[Opening Document text section]

"And indeed We [Allah] sent Noah to his people, and he stayed among them a thousand years less fifty years; and the Flood overtook them while they were disbelievers."
This seems to contradict the Biblical account, which puts Noah's age when the Flood began at 600. If Muhammad meant that Noah lived among his family-members, before and after the Flood, for a total of 950 years, then he would be agreeing with Genesis 9:28-29, which states that Noah died some 350 years after the Flood, at age 950. But when one considers how the Quran refers to "his people" elsewhere (in 11:25, for example) as the unbelieving people he preached to, the natural understanding of 29:14 is that Noah lived among them 950 years before the Flood, and the immediately-following phrase, "and the Deluge overtook them while they were disbelievers," leans toward this conclusion.

[Closing Document text section]
[Opening Data shown section]

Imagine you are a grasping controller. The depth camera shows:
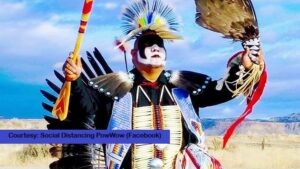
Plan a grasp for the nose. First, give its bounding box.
[151,44,159,52]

[Closing Data shown section]

* Questions to answer *
1: For each statement below, say yes or no as to whether it agrees with the passage on Noah's years among his people, and support each answer with the deciding words of that passage, quoted exactly.
(a) The Biblical account gives Noah's age at the start of the Flood as 600.
(b) In 11:25 the Quran uses "his people" to mean Noah's family-members.
(c) Genesis 9:28-29 says Noah died about 350 years after the Flood.
2: Copy everything in the passage on Noah's years from "This seems to" down to "toward this conclusion.".
3: Write the next part of the passage on Noah's years among his people, picking up after its last sentence.
The lines play no part in the work here.

* Task answers *
1:
(a) Yes: "which puts Noah's age when the Flood began at 600"
(b) No: "as the unbelieving people he preached to"
(c) Yes: "Noah died some 350 years after the Flood, at age 950"

2:
This seems to contradict the Biblical account, which puts Noah's age when the Flood began at 600. If Muhammad meant that Noah lived among his family-members, before and after the Flood, for a total of 950 years, then he would be agreeing with Genesis 9:28-29, which states that Noah died some 350 years after the Flood, at age 950. But when one considers how the Quran refers to "his people" elsewhere (in 11:25, for example) as the unbelieving people he preached to, the natural understanding of 29:14 is that Noah lived among them 950 years before the Flood, and the immediately-following phrase, "and the Deluge overtook them while they were disbelievers," leans toward this conclusion.

3:
The question of why the extant Hebrew text has these huge numbers is a very interesting question. As I mentioned in the Book of Lost Threads, I think there's some X-factor involved -- not only here but in the material on the Weld-Blumwell Prism and other ancient Middle Eastern writings which list exceptionally lengthy lifespans and reigns; periods so long that they practically have to have some non-literal meaning.
(My favorite theory (today), complemented by the theory that some numerals were exponentially enlarged, is that the lifespans of any male children who had died before their father, and the lifespans-so-far of any male offspring still alive, were added to the number of years of a male patriarch, with the result that his "age" conveyed not his age but the size of his family (at least, the male part of it). Thus, a man who was 45 years old, but had three sons who had died at ages 3, 4, and 6, and three sons still living who were ages 10, 12, and 15, would have an "age" of 95 (45 + 2 + 4 + 6 + 10 + 12 + 15).)
It's interesting, but it's not on-point regarding the statement in the Quran. Whatever factors should be taken into consideration for the ancient Hebrew text, they're completely absent from the setting of the Quran. When the Quran says that Noah lived 950 years before the Flood, that's what the Quran means. There's no possibility of appealing to some figurative lifespan-expression in this case.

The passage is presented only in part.